计算机科学与探索 ›› 2021, Vol. 15 ›› Issue (9): 1563-1577.DOI: 10.3778/j.issn.1673-9418.2103107

• 综述·探索 • 上一篇    下一篇

基于深度学习的视频目标检测综述

王迪聪,白晨帅,邬开俊   

  1. 1. 兰州交通大学 电子与信息工程学院,兰州 730070
    2. 天津大学 智能与计算学部,天津 300350
  • 出版日期:2021-09-01 发布日期:2021-09-06

Survey of Video Object Detection Based on Deep Learning

WANG Dicong, BAI Chenshuai, WU Kaijun   

  1. 1. School of Electronic and Information Engineering, Lanzhou Jiaotong University, Lanzhou 730070, China
    2. College of Intelligence and Computing, Tianjin University, Tianjin 300350, China
  • Online:2021-09-01 Published:2021-09-06

摘要:

视频目标检测是为了解决每一个视频帧中出现的目标如何进行定位和识别的问题。相比于图像目标检测,视频具有高冗余度的特性,其中包含了大量的时空局部信息。随着深度卷积神经网络在静态图像目标检测领域的迅速普及,在性能上相较于传统方法显示出了非常大的优越性,并逐步在基于视频的目标检测任务上也发挥了应有的作用。但现有的视频目标检测算法仍然面临改进与优化主流目标检测算法的性能、保持视频序列的时空一致性、检测模型轻量化等关键技术的挑战。针对上述问题和挑战,在调研大量文献的基础上系统地对基于深度学习的视频目标检测算法进行了总结。从基于光流、检测等基础方法对这些算法进行了分类,从骨干网络、算法结构、数据集等角度细致探究了这些方法。结合在ImageNet VID等数据集上的实验结果,分析了该领域具有代表性算法的性能优势和劣势,以及算法之间存在的联系。对视频目标检测中待解决的问题与未来研究方向进行了阐述和展望。视频目标检测已成为众多的计算机视觉领域学者追逐的热点,将来会有更加高效、精度更高的算法被相继提出,其发展方向也会越来越好。

-=-=-

_练习任务:_
(a) 请把视频目标检测综述摘要中从“WANG Dicong, BAI”开始、到“出,其发展方向也会越来越好。”结束的部分原样重新输入一遍。
(b) 将视频目标检测综述摘要中的这句话译成英文:“视频目标检测是为了解决每一个视频帧中出现的目标如何进行定位和识别的问题。”
后面的数据行与上面的视频目标检测综述摘要没有关联。

_集合中已存储的项目:_

-=-=-

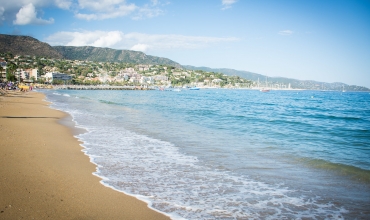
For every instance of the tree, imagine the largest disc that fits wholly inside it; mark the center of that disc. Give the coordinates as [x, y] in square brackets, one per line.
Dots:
[10, 70]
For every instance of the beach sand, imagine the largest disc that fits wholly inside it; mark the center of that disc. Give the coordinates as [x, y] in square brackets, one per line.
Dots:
[43, 172]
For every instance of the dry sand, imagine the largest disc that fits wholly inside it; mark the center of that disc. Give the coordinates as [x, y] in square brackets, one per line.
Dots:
[44, 174]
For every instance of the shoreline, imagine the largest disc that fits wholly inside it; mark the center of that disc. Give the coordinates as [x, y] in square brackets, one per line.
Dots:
[45, 172]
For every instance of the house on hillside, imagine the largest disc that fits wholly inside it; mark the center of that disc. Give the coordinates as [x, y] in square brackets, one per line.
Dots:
[2, 70]
[50, 76]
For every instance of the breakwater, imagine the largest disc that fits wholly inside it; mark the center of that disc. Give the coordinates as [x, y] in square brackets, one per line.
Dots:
[100, 87]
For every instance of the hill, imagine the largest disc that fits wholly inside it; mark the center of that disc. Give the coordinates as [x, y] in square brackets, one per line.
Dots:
[275, 81]
[25, 45]
[111, 55]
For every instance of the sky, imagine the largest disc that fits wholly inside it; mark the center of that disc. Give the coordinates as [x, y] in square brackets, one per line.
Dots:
[322, 40]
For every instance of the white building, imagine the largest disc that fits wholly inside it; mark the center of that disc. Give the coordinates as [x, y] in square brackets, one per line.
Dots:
[50, 76]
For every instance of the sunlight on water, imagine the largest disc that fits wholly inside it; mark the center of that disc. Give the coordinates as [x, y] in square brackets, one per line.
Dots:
[226, 154]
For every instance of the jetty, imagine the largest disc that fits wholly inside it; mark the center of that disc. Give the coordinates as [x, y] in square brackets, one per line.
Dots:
[100, 87]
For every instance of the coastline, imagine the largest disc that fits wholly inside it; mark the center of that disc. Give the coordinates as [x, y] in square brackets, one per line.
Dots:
[45, 173]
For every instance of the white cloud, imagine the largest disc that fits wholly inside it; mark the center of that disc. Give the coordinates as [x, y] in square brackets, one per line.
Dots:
[286, 32]
[133, 41]
[227, 4]
[109, 12]
[106, 9]
[140, 47]
[63, 4]
[28, 15]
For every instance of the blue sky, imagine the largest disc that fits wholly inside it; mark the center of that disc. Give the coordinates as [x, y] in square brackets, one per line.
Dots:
[323, 40]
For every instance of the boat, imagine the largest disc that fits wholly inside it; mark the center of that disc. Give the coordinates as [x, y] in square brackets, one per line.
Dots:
[265, 90]
[194, 88]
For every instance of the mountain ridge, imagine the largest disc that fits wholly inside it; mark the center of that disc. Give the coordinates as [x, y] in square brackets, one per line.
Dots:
[26, 45]
[294, 83]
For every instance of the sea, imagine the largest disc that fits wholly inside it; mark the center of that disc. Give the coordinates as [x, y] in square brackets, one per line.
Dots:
[228, 153]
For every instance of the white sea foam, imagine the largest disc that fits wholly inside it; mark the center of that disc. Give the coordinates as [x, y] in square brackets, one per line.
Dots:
[177, 184]
[180, 185]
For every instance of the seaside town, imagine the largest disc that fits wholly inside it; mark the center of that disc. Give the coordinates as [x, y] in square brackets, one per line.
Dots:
[45, 72]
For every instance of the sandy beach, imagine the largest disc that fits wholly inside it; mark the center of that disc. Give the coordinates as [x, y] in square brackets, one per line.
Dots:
[44, 174]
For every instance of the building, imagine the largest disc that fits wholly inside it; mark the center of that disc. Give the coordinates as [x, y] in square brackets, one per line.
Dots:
[50, 76]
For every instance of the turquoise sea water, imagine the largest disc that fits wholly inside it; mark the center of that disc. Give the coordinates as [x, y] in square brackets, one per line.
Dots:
[230, 154]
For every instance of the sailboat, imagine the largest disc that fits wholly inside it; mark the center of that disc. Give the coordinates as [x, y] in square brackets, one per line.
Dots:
[263, 89]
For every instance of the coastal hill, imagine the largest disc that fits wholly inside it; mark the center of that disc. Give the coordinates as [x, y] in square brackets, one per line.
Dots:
[111, 55]
[274, 81]
[25, 45]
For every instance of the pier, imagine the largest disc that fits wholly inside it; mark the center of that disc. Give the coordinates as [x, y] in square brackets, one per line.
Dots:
[100, 87]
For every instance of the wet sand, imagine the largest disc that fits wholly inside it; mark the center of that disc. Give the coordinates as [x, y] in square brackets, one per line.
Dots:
[44, 173]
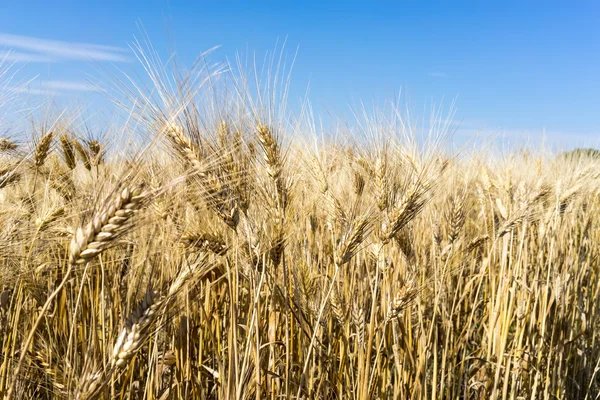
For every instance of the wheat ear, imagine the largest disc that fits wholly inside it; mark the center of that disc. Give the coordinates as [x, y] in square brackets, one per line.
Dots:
[87, 244]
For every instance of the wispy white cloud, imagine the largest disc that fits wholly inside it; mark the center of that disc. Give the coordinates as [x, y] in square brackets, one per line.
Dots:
[53, 88]
[27, 48]
[34, 91]
[438, 74]
[70, 86]
[17, 56]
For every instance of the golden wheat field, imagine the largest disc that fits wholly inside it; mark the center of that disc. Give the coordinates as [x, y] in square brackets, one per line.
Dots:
[217, 247]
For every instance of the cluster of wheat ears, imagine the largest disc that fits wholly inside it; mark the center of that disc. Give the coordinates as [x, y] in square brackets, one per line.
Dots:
[223, 257]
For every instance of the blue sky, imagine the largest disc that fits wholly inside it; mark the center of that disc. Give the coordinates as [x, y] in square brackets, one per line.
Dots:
[516, 69]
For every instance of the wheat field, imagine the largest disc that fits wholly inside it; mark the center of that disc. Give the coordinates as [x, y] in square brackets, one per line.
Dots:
[214, 248]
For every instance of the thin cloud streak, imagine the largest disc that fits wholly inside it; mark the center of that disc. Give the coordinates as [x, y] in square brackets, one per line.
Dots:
[70, 86]
[438, 74]
[15, 56]
[46, 50]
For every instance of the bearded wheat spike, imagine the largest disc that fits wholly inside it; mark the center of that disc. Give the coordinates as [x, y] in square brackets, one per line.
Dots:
[7, 145]
[42, 149]
[137, 329]
[83, 154]
[68, 151]
[96, 236]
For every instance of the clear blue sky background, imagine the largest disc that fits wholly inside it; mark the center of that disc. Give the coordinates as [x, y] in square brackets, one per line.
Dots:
[514, 67]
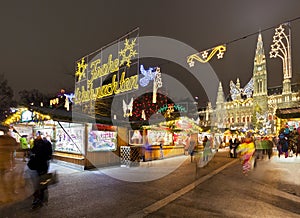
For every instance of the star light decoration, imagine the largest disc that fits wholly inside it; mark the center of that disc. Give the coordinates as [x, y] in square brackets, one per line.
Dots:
[281, 48]
[80, 72]
[128, 52]
[205, 56]
[156, 84]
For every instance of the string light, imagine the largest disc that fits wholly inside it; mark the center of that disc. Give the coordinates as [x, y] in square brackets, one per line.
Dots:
[205, 56]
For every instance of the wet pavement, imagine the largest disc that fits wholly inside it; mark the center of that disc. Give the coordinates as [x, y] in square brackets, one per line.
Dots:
[140, 191]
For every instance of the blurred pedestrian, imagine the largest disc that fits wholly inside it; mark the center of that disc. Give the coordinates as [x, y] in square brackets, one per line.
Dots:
[246, 150]
[283, 146]
[11, 171]
[24, 147]
[42, 153]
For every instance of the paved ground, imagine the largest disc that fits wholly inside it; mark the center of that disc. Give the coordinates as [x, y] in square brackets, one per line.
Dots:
[132, 192]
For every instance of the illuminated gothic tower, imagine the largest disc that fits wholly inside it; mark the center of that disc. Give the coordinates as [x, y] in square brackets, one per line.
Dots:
[260, 92]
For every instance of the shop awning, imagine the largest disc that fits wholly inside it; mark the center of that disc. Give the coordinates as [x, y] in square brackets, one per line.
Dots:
[287, 113]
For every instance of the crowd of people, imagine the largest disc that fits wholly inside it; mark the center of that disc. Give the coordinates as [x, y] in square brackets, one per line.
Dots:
[252, 147]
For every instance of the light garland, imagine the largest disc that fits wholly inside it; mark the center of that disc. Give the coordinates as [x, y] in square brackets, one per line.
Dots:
[205, 56]
[237, 91]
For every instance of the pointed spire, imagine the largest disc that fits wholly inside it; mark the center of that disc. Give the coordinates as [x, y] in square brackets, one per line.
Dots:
[238, 84]
[259, 53]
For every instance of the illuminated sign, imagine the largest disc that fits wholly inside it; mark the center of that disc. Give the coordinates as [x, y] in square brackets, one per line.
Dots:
[171, 108]
[105, 74]
[26, 116]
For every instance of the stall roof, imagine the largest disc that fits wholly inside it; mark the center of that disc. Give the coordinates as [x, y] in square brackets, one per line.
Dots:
[287, 113]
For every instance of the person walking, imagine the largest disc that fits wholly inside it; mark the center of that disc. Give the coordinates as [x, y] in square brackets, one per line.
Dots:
[24, 147]
[246, 150]
[42, 153]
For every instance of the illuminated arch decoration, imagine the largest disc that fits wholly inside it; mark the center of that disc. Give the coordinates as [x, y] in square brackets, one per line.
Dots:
[205, 56]
[149, 75]
[168, 109]
[127, 108]
[236, 91]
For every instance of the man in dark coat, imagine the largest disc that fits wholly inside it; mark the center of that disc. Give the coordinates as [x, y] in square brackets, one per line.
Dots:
[42, 152]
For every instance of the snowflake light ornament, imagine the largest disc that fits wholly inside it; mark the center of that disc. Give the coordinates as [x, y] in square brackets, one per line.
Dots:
[80, 72]
[128, 52]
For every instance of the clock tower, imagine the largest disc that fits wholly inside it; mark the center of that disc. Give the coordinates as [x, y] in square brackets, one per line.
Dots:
[260, 90]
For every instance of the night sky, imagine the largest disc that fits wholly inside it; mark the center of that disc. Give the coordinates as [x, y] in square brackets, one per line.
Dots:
[41, 40]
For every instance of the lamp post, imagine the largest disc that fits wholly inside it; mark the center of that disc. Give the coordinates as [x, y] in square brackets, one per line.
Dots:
[281, 48]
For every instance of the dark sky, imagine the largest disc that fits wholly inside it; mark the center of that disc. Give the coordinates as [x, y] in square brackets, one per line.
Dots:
[41, 40]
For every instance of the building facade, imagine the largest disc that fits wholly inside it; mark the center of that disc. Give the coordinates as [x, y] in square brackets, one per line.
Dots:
[253, 106]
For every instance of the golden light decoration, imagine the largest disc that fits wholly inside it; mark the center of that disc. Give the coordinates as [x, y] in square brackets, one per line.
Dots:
[205, 56]
[281, 48]
[80, 72]
[128, 52]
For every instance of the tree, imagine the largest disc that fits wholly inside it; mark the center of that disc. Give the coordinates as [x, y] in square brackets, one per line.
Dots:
[6, 98]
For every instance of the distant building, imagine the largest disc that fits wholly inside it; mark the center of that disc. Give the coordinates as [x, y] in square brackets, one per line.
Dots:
[255, 105]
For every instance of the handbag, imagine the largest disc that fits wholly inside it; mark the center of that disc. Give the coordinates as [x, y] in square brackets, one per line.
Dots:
[32, 163]
[48, 179]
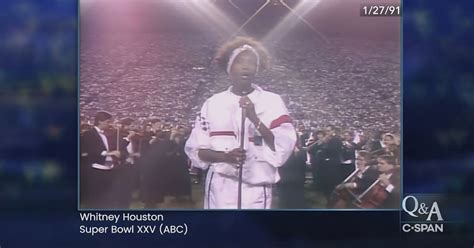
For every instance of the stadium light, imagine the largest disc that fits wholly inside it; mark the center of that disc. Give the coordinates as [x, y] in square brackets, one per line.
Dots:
[291, 19]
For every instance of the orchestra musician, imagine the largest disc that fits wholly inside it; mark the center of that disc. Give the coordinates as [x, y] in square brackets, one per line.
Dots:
[356, 183]
[385, 191]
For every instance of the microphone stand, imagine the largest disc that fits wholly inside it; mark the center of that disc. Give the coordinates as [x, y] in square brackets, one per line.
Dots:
[241, 164]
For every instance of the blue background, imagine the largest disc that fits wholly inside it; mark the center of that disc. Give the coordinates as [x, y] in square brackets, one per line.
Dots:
[38, 122]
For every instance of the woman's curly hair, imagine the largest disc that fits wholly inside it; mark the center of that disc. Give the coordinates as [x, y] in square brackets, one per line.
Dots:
[223, 53]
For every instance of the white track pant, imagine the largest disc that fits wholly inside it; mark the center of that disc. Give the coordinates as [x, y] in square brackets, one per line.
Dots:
[222, 193]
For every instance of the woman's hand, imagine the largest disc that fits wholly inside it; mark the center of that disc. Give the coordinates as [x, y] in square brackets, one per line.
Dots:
[236, 156]
[246, 103]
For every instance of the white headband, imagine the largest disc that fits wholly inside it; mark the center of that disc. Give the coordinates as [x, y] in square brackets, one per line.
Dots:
[238, 51]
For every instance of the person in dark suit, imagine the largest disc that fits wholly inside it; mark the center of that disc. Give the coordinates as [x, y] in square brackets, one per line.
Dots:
[314, 150]
[153, 168]
[348, 154]
[390, 181]
[330, 169]
[177, 177]
[97, 161]
[126, 171]
[291, 184]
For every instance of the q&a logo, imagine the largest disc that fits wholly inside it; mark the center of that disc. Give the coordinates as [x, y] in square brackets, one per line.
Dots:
[419, 209]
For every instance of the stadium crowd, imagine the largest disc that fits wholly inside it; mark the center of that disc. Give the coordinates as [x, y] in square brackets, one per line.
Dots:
[345, 93]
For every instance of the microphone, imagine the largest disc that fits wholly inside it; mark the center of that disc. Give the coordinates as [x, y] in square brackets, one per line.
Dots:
[242, 138]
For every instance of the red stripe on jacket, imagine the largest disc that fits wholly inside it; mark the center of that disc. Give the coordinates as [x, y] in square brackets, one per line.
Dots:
[280, 120]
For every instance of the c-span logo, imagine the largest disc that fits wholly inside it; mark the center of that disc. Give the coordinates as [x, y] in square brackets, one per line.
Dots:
[421, 216]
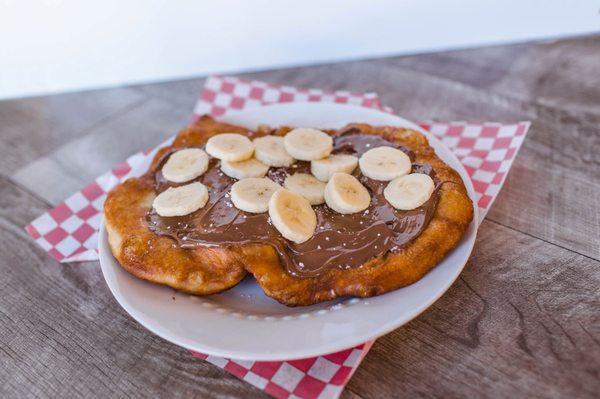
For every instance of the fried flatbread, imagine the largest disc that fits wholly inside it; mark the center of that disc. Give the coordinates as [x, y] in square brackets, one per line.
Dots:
[204, 270]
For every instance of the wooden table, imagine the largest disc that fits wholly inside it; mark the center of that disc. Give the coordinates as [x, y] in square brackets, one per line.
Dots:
[523, 320]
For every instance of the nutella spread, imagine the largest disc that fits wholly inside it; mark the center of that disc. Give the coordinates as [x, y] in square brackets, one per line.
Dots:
[343, 241]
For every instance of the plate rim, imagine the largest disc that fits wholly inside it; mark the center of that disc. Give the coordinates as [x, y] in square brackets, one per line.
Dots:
[469, 239]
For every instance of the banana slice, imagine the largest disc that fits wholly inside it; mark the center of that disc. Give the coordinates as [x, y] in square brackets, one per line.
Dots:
[292, 216]
[308, 144]
[324, 168]
[185, 165]
[271, 151]
[384, 163]
[344, 194]
[253, 194]
[232, 147]
[182, 200]
[409, 191]
[244, 169]
[307, 186]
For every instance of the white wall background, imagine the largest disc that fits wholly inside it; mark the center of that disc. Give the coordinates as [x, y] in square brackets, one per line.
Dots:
[59, 45]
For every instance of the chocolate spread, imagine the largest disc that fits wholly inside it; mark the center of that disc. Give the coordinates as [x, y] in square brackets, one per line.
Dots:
[343, 241]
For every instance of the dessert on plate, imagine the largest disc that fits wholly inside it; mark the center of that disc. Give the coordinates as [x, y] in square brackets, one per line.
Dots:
[311, 214]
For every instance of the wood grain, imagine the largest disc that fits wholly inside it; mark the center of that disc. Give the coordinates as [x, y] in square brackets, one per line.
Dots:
[62, 334]
[32, 127]
[522, 320]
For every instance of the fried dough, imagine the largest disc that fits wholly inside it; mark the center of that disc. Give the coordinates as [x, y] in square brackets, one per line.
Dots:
[451, 219]
[158, 259]
[204, 270]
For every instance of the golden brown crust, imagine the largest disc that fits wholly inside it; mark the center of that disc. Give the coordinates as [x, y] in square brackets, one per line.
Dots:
[200, 271]
[204, 271]
[453, 214]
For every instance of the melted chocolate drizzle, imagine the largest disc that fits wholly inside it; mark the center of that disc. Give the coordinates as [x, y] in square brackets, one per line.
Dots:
[343, 241]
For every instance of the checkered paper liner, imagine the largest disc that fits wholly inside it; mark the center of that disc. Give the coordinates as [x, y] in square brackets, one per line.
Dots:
[69, 232]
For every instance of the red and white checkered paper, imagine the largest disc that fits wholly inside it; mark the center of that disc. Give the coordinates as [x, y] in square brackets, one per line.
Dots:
[69, 232]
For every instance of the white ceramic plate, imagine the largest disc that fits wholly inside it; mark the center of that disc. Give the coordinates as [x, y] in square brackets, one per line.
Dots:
[243, 323]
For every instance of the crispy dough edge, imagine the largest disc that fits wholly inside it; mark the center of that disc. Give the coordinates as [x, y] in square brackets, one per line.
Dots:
[144, 254]
[453, 215]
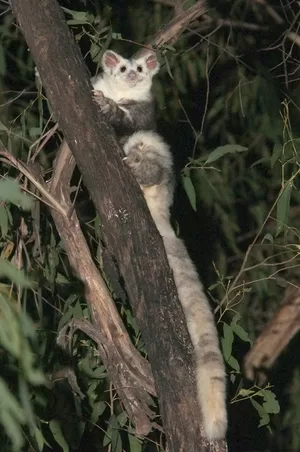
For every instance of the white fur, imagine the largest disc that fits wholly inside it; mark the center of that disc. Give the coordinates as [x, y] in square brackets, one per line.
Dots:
[149, 139]
[210, 373]
[116, 86]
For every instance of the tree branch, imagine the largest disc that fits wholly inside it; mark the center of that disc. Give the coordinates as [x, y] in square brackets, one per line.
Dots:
[128, 230]
[275, 337]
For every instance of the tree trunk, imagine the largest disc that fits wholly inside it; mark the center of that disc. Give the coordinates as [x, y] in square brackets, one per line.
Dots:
[128, 230]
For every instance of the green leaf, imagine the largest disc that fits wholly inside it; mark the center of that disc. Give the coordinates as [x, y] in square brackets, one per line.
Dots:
[234, 363]
[189, 189]
[122, 418]
[116, 441]
[3, 68]
[10, 192]
[264, 417]
[227, 341]
[270, 404]
[135, 443]
[58, 435]
[8, 270]
[283, 206]
[241, 333]
[277, 151]
[39, 437]
[245, 392]
[223, 150]
[3, 220]
[268, 237]
[11, 416]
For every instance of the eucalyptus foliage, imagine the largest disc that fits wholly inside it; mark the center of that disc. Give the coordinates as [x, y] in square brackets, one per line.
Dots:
[227, 100]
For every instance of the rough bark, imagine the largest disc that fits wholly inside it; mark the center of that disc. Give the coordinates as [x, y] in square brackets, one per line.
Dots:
[128, 230]
[275, 337]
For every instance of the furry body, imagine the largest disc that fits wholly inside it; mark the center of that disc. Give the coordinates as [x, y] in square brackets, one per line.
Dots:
[150, 159]
[123, 91]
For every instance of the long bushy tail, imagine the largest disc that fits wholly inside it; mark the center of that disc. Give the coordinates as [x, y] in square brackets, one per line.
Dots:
[151, 161]
[210, 371]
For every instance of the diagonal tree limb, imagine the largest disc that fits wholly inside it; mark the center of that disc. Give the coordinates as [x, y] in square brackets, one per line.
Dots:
[183, 18]
[275, 337]
[128, 230]
[129, 372]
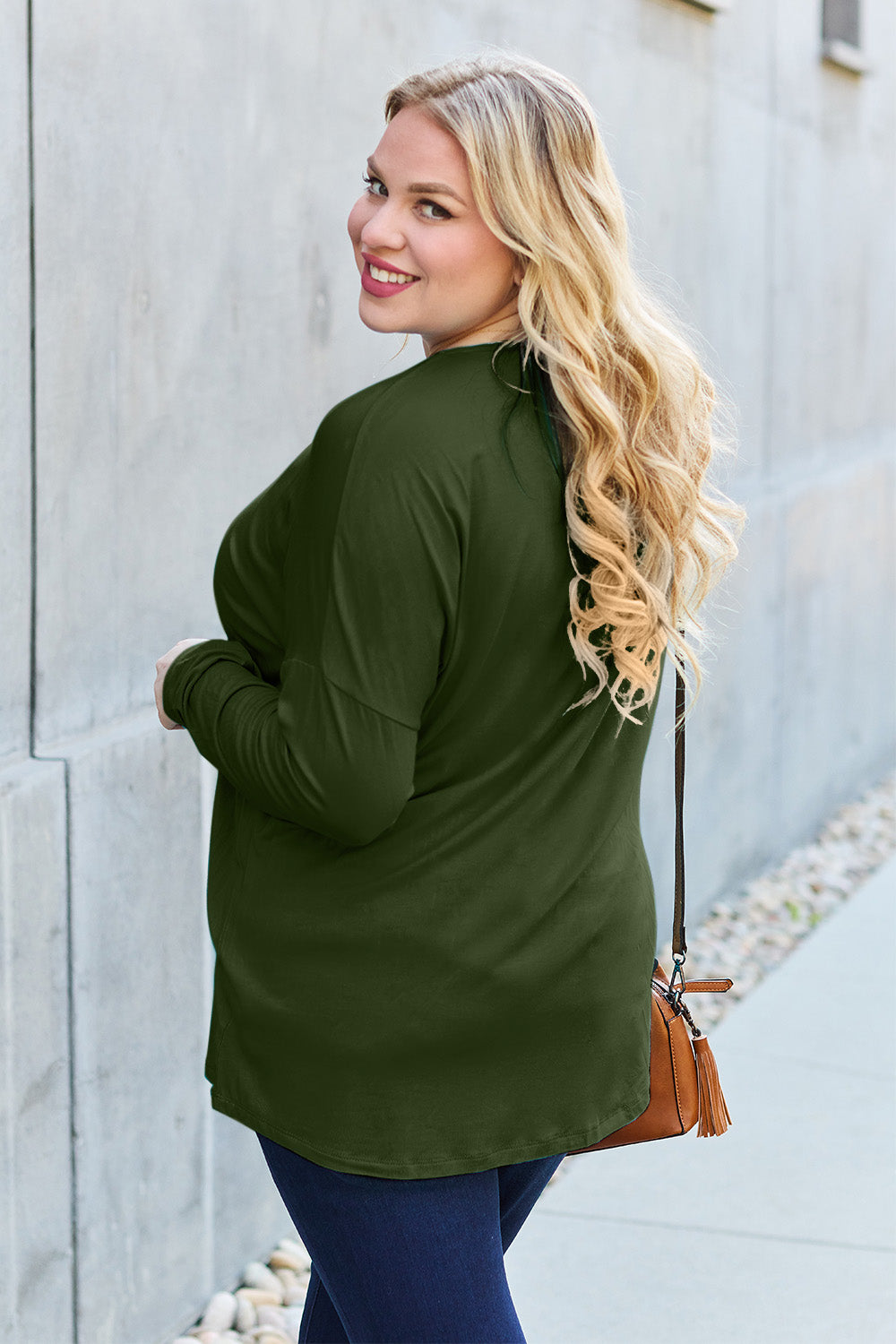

-=-=-

_参考答案:_
(a)
WANG Dicong, BAI Chenshuai, WU Kaijun   

  1. 1. School of Electronic and Information Engineering, Lanzhou Jiaotong University, Lanzhou 730070, China
    2. College of Intelligence and Computing, Tianjin University, Tianjin 300350, China
  • Online:2021-09-01 Published:2021-09-06

摘要:

视频目标检测是为了解决每一个视频帧中出现的目标如何进行定位和识别的问题。相比于图像目标检测,视频具有高冗余度的特性,其中包含了大量的时空局部信息。随着深度卷积神经网络在静态图像目标检测领域的迅速普及,在性能上相较于传统方法显示出了非常大的优越性,并逐步在基于视频的目标检测任务上也发挥了应有的作用。但现有的视频目标检测算法仍然面临改进与优化主流目标检测算法的性能、保持视频序列的时空一致性、检测模型轻量化等关键技术的挑战。针对上述问题和挑战,在调研大量文献的基础上系统地对基于深度学习的视频目标检测算法进行了总结。从基于光流、检测等基础方法对这些算法进行了分类,从骨干网络、算法结构、数据集等角度细致探究了这些方法。结合在ImageNet VID等数据集上的实验结果,分析了该领域具有代表性算法的性能优势和劣势,以及算法之间存在的联系。对视频目标检测中待解决的问题与未来研究方向进行了阐述和展望。视频目标检测已成为众多的计算机视觉领域学者追逐的热点,将来会有更加高效、精度更高的算法被相继提出,其发展方向也会越来越好。

(b) Video object detection aims to solve the problem of how to locate and recognize the objects that appear in each video frame.